• Data listing
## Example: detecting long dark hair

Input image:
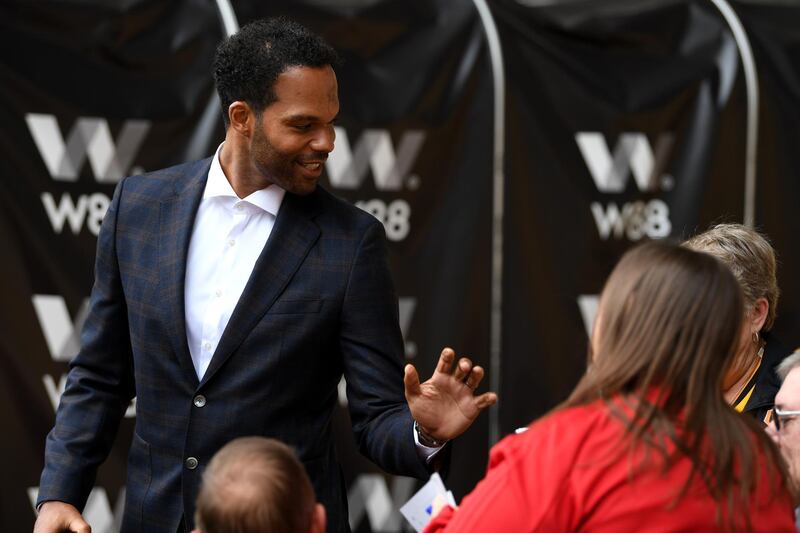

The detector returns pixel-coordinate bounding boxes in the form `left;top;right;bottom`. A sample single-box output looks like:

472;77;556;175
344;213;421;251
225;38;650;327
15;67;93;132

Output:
561;242;787;527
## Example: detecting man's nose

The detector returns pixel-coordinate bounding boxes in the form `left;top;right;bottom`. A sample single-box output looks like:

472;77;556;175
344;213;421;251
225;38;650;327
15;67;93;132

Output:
311;126;336;154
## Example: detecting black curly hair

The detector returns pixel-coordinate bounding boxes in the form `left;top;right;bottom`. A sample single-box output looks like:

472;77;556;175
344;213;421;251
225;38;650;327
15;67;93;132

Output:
214;17;339;128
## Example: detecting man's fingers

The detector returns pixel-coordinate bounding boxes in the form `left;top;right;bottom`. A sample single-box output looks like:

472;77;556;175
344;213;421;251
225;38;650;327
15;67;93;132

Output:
464;366;483;390
453;357;472;381
403;365;422;398
436;348;456;374
475;392;497;409
69;518;92;533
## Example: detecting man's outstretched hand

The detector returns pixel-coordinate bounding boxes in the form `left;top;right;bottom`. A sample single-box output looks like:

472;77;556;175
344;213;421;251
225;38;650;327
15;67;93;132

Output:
403;348;497;440
33;501;92;533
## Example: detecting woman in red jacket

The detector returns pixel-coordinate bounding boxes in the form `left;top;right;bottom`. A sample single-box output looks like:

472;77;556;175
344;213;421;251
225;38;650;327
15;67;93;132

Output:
426;243;795;533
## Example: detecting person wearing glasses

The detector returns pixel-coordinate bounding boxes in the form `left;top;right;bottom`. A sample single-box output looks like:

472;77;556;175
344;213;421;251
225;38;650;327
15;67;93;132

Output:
425;242;795;533
767;352;800;531
684;224;790;424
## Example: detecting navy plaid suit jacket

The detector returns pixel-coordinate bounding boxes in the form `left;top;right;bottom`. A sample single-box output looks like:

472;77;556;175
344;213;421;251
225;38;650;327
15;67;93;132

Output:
39;159;428;533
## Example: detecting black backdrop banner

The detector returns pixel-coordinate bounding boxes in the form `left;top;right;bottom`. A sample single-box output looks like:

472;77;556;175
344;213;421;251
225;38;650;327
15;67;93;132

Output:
0;0;800;533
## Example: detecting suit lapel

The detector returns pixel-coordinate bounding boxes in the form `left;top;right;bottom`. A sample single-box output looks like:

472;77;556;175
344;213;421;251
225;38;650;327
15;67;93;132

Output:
200;192;320;386
158;159;211;387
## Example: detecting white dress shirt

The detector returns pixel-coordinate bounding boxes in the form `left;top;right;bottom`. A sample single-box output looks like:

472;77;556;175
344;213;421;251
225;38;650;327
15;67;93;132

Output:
184;145;286;380
184;145;441;461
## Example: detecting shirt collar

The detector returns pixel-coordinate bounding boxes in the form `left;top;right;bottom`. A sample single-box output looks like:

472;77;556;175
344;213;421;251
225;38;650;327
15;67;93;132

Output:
203;143;286;216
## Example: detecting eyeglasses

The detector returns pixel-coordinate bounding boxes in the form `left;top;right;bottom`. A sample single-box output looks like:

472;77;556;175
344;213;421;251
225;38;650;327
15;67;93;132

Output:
772;407;800;431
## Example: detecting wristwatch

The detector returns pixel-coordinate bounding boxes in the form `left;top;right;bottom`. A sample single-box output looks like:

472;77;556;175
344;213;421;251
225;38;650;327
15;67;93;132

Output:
414;420;447;448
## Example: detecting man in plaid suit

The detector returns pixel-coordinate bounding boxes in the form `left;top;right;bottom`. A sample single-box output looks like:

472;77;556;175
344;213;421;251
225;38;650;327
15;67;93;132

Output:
35;19;496;533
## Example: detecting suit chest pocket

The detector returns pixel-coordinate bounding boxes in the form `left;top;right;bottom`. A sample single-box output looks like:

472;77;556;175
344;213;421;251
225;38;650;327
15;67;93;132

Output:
267;298;324;315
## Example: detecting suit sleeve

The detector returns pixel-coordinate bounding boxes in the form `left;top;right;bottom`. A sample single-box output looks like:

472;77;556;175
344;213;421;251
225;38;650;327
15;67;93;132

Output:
37;180;135;509
340;221;429;478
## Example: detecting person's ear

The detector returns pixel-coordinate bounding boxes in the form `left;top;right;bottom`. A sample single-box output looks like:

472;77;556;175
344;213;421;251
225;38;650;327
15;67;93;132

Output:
308;503;328;533
747;297;769;333
228;100;255;138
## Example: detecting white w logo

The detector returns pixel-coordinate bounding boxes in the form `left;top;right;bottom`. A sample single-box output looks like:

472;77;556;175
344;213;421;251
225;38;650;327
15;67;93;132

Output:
25;113;150;183
31;294;89;362
325;128;425;191
575;132;673;193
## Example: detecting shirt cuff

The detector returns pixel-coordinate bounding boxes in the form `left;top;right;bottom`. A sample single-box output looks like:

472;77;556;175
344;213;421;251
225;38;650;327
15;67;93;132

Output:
411;425;447;463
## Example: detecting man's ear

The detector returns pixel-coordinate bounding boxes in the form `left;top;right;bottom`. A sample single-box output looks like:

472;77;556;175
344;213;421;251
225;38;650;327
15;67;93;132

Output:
228;100;255;138
308;503;328;533
747;297;769;332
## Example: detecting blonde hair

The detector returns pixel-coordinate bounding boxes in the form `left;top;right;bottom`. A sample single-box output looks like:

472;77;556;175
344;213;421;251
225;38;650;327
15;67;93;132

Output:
683;224;780;331
195;437;315;533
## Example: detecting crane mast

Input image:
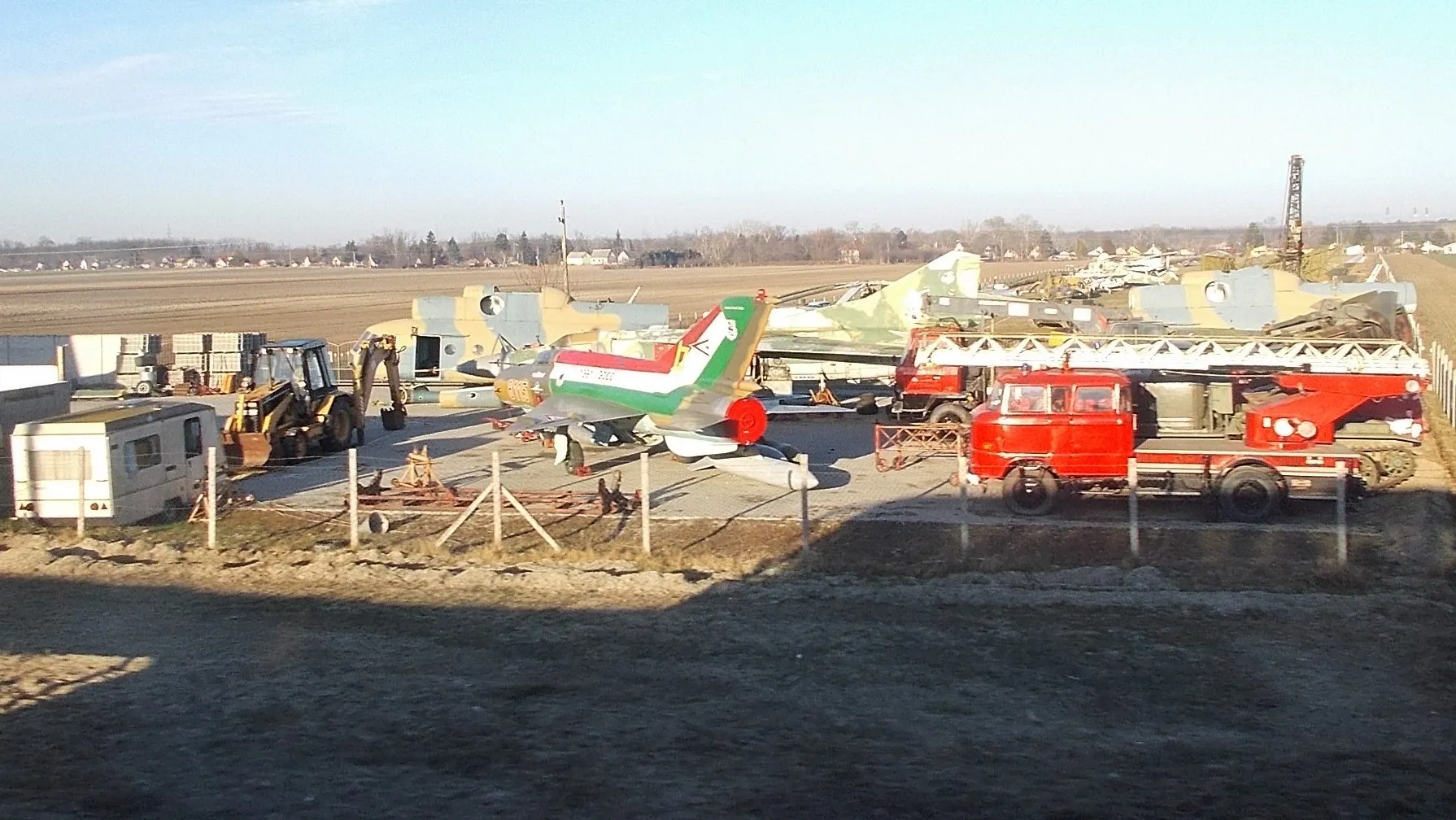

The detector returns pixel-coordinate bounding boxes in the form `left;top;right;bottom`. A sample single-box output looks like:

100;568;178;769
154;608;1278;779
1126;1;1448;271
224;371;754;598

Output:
1279;155;1305;274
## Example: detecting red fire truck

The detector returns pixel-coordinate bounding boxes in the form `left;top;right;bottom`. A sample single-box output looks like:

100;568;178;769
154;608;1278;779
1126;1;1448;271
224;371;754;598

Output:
900;334;1428;521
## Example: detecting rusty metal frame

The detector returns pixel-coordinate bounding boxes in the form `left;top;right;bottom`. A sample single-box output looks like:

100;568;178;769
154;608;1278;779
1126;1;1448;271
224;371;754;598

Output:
875;424;970;472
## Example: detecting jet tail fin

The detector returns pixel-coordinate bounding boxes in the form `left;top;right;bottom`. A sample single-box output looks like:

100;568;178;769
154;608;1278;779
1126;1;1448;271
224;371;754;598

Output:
673;294;773;398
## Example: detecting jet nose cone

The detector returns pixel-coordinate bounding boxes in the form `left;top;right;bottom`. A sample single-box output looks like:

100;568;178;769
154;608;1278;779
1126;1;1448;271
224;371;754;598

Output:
495;364;542;408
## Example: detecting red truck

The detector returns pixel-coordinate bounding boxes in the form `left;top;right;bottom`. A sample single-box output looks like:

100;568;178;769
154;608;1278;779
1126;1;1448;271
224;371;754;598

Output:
897;327;1428;521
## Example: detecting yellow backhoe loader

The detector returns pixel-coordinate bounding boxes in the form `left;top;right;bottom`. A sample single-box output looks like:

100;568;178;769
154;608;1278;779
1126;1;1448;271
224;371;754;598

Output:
223;337;405;469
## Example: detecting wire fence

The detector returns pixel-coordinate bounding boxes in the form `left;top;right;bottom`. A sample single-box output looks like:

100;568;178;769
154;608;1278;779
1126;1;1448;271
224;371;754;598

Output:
1425;344;1456;422
5;440;1380;577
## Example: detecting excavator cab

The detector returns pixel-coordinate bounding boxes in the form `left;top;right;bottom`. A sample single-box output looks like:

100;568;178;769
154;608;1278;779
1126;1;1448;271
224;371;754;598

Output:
223;339;364;468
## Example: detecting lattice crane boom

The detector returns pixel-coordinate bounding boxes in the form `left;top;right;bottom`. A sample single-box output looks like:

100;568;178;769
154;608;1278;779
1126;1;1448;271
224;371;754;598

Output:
913;334;1432;379
1279;155;1305;274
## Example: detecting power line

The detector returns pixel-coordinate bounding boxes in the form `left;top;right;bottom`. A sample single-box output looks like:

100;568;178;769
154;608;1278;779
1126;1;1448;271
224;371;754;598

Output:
0;242;229;256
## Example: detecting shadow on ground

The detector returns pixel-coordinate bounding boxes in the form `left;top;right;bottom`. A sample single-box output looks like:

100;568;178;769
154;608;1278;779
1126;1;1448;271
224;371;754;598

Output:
0;509;1456;818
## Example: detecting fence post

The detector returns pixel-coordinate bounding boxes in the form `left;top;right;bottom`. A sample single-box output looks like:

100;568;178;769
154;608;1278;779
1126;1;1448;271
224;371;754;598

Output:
76;447;87;540
350;447;360;549
798;453;809;549
955;448;971;556
1335;462;1349;566
638;453;652;553
490;450;501;546
207;447;217;549
1127;459;1143;558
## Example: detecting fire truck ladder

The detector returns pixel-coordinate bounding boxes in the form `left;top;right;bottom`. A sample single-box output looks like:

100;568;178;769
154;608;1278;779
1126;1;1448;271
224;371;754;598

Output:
914;334;1432;379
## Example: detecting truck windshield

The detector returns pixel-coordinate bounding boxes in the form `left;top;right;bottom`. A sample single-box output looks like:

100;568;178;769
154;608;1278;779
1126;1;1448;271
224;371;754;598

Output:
253;348;302;385
1071;386;1117;412
1006;385;1047;412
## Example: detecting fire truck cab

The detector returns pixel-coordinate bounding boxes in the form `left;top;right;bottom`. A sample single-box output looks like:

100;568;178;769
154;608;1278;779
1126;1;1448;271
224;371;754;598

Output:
967;369;1368;521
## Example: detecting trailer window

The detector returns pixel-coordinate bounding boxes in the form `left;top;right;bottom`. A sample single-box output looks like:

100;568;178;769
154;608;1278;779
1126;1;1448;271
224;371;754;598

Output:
1071;386;1117;412
1006;385;1047;412
182;417;203;459
121;435;162;475
24;450;90;481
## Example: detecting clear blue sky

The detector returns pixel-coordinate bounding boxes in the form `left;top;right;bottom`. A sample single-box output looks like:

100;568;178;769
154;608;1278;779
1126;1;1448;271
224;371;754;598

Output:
0;0;1456;243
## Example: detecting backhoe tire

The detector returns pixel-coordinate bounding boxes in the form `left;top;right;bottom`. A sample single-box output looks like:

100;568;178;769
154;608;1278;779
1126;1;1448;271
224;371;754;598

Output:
323;403;354;453
1002;468;1061;516
1218;465;1284;525
926;402;971;424
280;433;308;465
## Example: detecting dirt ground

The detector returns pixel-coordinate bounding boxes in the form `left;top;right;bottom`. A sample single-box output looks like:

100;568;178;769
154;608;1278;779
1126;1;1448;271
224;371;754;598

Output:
0;527;1456;818
0;262;1060;342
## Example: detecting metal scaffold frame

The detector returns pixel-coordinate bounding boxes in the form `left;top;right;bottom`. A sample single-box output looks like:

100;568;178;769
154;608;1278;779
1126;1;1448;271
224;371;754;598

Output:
875;424;970;472
914;334;1432;379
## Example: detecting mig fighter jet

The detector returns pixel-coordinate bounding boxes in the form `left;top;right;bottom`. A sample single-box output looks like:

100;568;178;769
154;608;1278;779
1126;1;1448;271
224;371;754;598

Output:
495;297;818;490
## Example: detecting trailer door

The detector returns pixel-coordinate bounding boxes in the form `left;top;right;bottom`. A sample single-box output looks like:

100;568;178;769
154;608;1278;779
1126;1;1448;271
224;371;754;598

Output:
182;413;210;504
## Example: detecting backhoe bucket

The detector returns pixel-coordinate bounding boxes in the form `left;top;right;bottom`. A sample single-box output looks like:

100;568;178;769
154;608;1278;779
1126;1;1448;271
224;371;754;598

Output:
223;431;272;469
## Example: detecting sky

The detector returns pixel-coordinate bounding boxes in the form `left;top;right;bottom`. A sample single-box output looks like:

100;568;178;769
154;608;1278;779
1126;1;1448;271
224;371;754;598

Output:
0;0;1456;243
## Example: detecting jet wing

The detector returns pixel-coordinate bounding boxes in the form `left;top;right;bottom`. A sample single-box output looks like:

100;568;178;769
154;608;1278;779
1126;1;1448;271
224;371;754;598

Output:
505;396;642;433
759;337;905;365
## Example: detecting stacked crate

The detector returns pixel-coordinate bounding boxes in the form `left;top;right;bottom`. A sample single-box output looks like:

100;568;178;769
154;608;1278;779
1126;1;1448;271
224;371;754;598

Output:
207;332;268;390
116;334;162;374
116;334;162;390
172;332;268;390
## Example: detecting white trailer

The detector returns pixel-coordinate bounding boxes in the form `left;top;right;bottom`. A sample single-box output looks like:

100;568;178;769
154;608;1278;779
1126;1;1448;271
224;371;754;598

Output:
11;402;219;525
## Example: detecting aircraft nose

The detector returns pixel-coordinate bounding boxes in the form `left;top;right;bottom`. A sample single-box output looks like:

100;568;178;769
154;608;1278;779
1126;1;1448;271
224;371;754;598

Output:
495;364;540;408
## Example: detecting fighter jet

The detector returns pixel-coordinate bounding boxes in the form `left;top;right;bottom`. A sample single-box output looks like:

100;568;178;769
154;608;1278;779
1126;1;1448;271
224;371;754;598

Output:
495;297;818;490
759;242;981;365
364;286;667;386
1127;267;1415;338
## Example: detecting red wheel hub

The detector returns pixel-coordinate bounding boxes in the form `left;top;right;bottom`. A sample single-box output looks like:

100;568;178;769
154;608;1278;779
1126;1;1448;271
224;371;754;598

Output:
724;396;769;444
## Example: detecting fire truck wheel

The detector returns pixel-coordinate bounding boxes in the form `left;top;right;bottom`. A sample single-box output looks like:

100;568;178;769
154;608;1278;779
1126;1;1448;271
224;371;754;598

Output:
1218;465;1283;523
927;402;971;424
1002;468;1060;516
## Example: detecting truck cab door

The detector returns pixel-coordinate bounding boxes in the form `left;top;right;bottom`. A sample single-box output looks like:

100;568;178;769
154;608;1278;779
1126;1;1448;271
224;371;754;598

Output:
1058;385;1136;476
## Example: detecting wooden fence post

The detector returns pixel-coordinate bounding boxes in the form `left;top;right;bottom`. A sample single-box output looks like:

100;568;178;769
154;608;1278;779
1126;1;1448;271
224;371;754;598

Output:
638;453;652;553
1335;462;1349;566
490;450;501;546
350;447;360;549
798;453;809;551
1127;459;1143;558
207;447;216;549
955;448;971;555
76;447;86;540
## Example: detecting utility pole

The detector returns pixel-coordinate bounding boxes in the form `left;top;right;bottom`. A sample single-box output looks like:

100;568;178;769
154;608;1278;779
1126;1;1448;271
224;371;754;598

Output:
556;199;571;299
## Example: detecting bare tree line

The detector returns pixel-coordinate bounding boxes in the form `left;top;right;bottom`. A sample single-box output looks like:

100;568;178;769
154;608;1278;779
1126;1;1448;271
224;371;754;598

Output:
0;214;1456;271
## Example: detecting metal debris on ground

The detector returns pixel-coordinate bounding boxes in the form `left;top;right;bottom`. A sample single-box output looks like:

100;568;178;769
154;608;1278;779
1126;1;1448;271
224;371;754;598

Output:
360;447;642;516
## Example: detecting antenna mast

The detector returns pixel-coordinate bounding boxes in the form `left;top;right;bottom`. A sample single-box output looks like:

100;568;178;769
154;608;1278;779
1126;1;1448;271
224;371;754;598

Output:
556;199;571;299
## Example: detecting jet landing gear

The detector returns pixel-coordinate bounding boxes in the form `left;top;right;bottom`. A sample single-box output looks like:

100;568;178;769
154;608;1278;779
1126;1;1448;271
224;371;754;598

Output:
551;427;591;476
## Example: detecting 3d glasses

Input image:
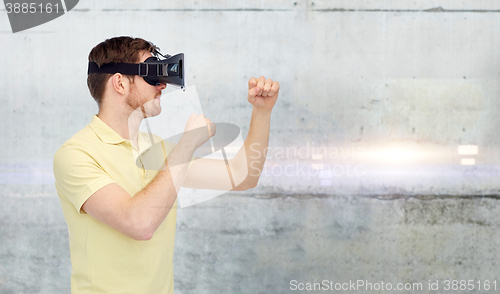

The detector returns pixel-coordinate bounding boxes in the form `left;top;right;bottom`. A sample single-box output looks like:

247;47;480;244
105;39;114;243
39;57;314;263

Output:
88;51;184;89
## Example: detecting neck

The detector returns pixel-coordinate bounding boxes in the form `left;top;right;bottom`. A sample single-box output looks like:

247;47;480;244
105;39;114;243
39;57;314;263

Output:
97;103;144;149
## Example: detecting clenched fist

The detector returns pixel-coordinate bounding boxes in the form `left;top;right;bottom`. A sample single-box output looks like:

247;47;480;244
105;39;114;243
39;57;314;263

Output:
248;76;280;111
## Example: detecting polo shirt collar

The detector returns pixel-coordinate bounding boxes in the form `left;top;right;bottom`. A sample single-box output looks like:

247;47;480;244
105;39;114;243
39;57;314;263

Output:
89;115;125;144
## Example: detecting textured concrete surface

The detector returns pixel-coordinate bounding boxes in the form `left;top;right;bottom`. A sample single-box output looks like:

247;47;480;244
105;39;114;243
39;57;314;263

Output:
0;194;500;294
0;0;500;294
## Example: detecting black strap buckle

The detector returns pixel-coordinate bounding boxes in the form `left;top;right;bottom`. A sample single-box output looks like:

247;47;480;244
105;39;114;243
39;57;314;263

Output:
156;63;168;77
139;62;149;77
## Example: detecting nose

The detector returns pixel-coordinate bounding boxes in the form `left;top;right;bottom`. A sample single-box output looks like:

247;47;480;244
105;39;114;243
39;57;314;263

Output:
156;83;167;91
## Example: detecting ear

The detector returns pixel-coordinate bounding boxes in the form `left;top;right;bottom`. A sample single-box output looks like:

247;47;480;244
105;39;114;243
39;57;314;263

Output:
110;73;129;95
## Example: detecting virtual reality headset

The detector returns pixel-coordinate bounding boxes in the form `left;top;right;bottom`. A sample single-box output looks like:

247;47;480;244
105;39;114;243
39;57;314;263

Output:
88;51;184;89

• Instruction
The lines to reproduce run from the line containing "## Example: detecting neck" to the end of the listing; write them out exactly and add nothing.

• Right answer
## Example: detecting neck

The detector returns pixel-coordinate bounding boxes in the form `left;top;right;bottom`. A sample single-box output looks like:

247;47;480;244
105;39;114;243
39;57;314;263

Output:
97;103;144;149
## Example: detecting clenched fist

The detector returns pixel-coordinate bounding boxes in the form `left;top;right;bottom`. A sample single-box output looks like:

247;47;480;244
105;39;114;243
39;57;314;263

Output:
248;76;280;111
## Example: detecting polo shirt collar

The detector returns pixel-coordinate bounding boxes in the form `left;top;right;bottom`. A sample single-box output looks like:

247;47;480;244
105;39;114;243
39;57;314;263

Output:
89;115;125;144
## Example: detecting textured concrete surface

The detector returns pixel-coordinate bounding boxes in the form `left;top;right;bottom`. A sample single-box output looks like:

247;47;480;244
105;39;114;243
39;57;314;263

Output:
0;194;500;294
0;0;500;294
## Example: detecting black strap buckle

The detector returns pixel-coordinate bounding boxes in the form `left;top;right;bottom`. A sample single-box output looks like:

247;47;480;244
105;39;114;243
39;57;314;263

Output:
156;63;168;77
139;62;149;77
## Example: detecting nose

The detector returns pixel-coordinate bounding boxes in the form `left;top;right;bottom`. A sample single-box output looks like:

247;47;480;244
105;39;114;243
39;57;314;263

Output:
156;83;167;91
## Example: detecting ear

The detector returns pixel-coordinate bounding boxes in the form `left;top;right;bottom`. A sample single-box output looks like:

247;47;480;244
105;39;114;243
39;57;314;263

Output:
110;73;129;95
## Example: detecting virtual reality headset

The detector returns pixel-coordinate bounding boxes in the form `left;top;right;bottom`. A sample single-box output looks like:

247;47;480;244
105;39;114;243
39;57;314;263

Output:
88;51;184;89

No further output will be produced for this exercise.